WORK TO BE COMPLETED ▸
How many lines in the rows below contain the word "shoulder"? Case counts. Reply with the number alone.

-------- GIVEN DATA --------

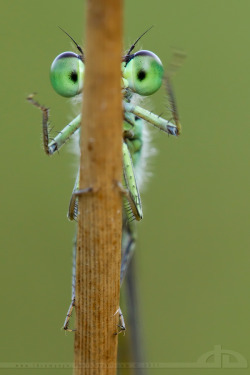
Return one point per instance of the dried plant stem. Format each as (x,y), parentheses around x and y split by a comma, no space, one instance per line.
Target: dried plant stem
(100,211)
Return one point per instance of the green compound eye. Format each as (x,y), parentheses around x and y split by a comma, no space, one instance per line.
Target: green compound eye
(144,73)
(66,74)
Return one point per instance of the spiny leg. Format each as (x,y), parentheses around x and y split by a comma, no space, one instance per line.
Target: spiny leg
(45,114)
(73,293)
(72,215)
(62,137)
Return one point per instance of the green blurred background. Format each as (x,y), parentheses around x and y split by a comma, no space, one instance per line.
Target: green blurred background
(193,246)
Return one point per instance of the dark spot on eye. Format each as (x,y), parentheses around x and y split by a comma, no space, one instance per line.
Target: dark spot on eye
(141,75)
(74,76)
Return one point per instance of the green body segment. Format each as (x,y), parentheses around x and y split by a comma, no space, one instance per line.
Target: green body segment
(133,194)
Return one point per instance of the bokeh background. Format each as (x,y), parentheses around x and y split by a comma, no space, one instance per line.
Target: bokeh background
(193,244)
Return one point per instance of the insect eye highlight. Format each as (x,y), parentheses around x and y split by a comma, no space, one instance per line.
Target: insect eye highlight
(144,73)
(66,74)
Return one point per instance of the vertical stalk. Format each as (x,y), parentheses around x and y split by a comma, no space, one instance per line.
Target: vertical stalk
(100,211)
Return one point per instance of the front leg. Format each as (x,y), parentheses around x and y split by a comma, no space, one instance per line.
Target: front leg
(62,136)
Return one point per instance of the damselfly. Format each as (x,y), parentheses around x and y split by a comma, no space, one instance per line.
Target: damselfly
(142,75)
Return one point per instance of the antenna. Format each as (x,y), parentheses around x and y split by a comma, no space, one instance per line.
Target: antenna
(77,45)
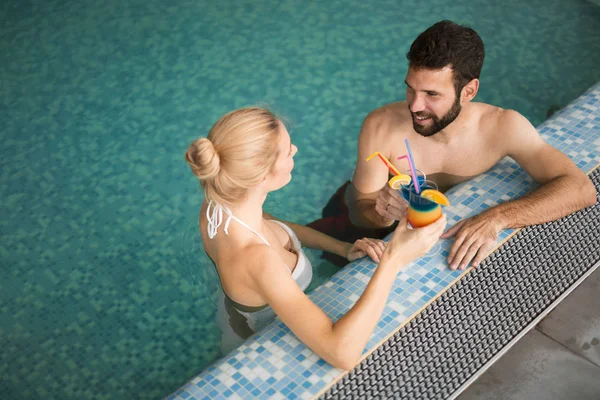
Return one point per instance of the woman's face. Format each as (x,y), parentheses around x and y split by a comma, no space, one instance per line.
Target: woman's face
(281,174)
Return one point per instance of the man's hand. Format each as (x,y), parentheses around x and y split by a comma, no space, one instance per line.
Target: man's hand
(390,204)
(475,237)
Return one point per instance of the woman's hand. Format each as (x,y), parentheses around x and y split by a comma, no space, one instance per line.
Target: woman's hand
(409,244)
(374,248)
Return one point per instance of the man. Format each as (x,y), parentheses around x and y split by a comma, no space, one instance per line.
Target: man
(452,140)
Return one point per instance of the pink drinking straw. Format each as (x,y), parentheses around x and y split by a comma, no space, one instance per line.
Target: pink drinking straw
(411,164)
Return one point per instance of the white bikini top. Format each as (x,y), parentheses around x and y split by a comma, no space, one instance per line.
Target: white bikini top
(302,273)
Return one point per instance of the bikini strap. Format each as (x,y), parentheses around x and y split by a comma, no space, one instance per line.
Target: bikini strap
(215,219)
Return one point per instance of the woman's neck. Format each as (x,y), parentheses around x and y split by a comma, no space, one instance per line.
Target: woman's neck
(250,211)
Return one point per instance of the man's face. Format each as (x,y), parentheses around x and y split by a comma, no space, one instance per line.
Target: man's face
(432,99)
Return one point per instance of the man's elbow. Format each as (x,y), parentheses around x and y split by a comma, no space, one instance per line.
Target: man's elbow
(343,359)
(588,193)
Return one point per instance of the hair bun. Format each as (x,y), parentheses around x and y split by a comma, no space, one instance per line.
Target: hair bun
(203,159)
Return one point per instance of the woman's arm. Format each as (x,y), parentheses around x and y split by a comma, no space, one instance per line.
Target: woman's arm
(340,343)
(316,240)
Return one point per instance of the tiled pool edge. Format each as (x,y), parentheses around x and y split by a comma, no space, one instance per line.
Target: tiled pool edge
(466,272)
(274,364)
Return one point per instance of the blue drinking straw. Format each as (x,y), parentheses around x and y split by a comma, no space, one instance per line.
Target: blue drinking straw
(412,162)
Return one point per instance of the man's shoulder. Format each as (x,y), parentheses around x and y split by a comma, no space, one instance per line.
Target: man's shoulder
(497,117)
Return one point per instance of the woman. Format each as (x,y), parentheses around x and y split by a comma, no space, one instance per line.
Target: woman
(260,262)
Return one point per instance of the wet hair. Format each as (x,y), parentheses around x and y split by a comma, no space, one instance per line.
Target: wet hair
(239,152)
(448,44)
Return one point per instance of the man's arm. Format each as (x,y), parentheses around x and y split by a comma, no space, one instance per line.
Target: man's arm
(564,190)
(365,191)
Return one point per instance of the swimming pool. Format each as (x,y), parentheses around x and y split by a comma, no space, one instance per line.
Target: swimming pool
(104,283)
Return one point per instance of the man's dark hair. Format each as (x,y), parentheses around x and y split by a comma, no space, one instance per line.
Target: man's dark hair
(448,44)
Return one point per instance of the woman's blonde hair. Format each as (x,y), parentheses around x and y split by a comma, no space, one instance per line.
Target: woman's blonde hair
(240,150)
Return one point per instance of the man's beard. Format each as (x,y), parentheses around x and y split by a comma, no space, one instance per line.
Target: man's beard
(437,123)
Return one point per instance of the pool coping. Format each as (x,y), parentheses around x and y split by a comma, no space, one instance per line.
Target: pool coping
(274,364)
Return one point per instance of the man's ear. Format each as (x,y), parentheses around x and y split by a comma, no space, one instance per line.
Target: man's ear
(469,91)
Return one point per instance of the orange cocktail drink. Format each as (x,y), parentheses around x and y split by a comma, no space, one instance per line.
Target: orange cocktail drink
(422,211)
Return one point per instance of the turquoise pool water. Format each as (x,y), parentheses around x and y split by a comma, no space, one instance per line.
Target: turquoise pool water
(104,290)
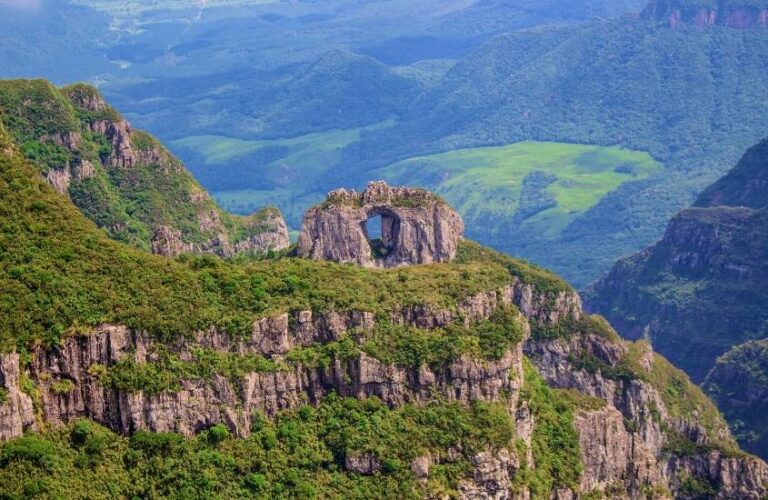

--------

CORRECT RESPONSE ▸
2